[Entries taken from a collection]

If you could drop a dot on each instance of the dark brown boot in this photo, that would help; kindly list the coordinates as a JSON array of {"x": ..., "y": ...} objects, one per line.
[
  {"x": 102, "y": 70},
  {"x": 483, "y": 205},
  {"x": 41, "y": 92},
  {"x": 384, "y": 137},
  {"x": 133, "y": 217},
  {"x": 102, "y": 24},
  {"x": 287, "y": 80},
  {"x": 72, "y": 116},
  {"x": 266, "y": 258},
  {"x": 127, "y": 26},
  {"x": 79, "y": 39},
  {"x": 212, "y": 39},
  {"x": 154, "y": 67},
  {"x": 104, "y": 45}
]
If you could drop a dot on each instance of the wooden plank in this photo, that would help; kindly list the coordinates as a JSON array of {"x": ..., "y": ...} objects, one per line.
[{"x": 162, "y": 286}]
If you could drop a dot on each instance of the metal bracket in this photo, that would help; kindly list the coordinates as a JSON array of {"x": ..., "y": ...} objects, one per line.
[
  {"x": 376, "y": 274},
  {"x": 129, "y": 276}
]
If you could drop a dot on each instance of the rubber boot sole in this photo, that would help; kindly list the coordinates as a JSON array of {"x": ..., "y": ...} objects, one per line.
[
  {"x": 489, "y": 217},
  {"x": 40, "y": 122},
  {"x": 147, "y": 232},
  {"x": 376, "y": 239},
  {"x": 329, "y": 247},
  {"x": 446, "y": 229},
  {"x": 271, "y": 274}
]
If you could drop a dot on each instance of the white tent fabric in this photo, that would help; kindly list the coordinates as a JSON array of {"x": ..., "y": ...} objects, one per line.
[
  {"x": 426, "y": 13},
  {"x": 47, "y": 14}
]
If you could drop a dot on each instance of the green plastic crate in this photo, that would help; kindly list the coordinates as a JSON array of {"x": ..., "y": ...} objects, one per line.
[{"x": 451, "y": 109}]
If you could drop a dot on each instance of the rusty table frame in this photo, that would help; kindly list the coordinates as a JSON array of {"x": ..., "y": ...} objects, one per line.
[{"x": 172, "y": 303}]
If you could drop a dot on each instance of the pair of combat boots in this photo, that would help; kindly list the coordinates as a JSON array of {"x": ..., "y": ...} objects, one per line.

- Task instructions
Each record should come back exactly as written.

- Your response
If you could drop a dot on each instance of the dark brown boot in this photo, that would help; kindly list the coordinates as a JSON array of {"x": ..., "y": ...} objects, one per line.
[
  {"x": 102, "y": 70},
  {"x": 483, "y": 205},
  {"x": 41, "y": 92},
  {"x": 384, "y": 137},
  {"x": 133, "y": 217},
  {"x": 102, "y": 24},
  {"x": 287, "y": 80},
  {"x": 72, "y": 116},
  {"x": 266, "y": 258},
  {"x": 127, "y": 26},
  {"x": 79, "y": 39},
  {"x": 212, "y": 39},
  {"x": 154, "y": 67},
  {"x": 104, "y": 45}
]
If you could drop a dot on each instance of the wooden plank in this photo, that would help; kindly list the coordinates as a JSON array of {"x": ..., "y": ...} objects, one per line.
[{"x": 162, "y": 286}]
If you could drop a dot on each instance of the metal bracket in this photo, that would help; kindly list the coordinates as a JSON array of {"x": ..., "y": ...} objects, one per line.
[
  {"x": 376, "y": 274},
  {"x": 129, "y": 276}
]
If you could drop a dot on each instance of the rubber boot sole in this photo, that would help; kindly list the coordinates as a JSON array of {"x": ..., "y": ...} objects, one per line.
[
  {"x": 489, "y": 217},
  {"x": 40, "y": 122},
  {"x": 147, "y": 232},
  {"x": 376, "y": 239},
  {"x": 329, "y": 247},
  {"x": 446, "y": 229},
  {"x": 271, "y": 274}
]
If you could drop a dot on each instance of the white tent fabric in this photo, that would help; kindly list the coordinates as a JSON array of {"x": ..., "y": ...} objects, one per line.
[
  {"x": 426, "y": 13},
  {"x": 47, "y": 14}
]
If you could drop a dot on each instance of the green plastic crate in this photo, that would help; kindly list the coordinates as a JSON array of {"x": ..., "y": ...} objects, one per line.
[{"x": 451, "y": 109}]
If you could drop a dot on each instance of the rusty table frame in this photo, that would help; kindly list the coordinates as a JSON array of {"x": ..., "y": ...} objects, one per line.
[{"x": 172, "y": 303}]
If you could drop a dot on each instance of the pair of combat boots in this photo, that would help; kindly list the coordinates as a JSON array of {"x": ..., "y": ...} objects, one per line.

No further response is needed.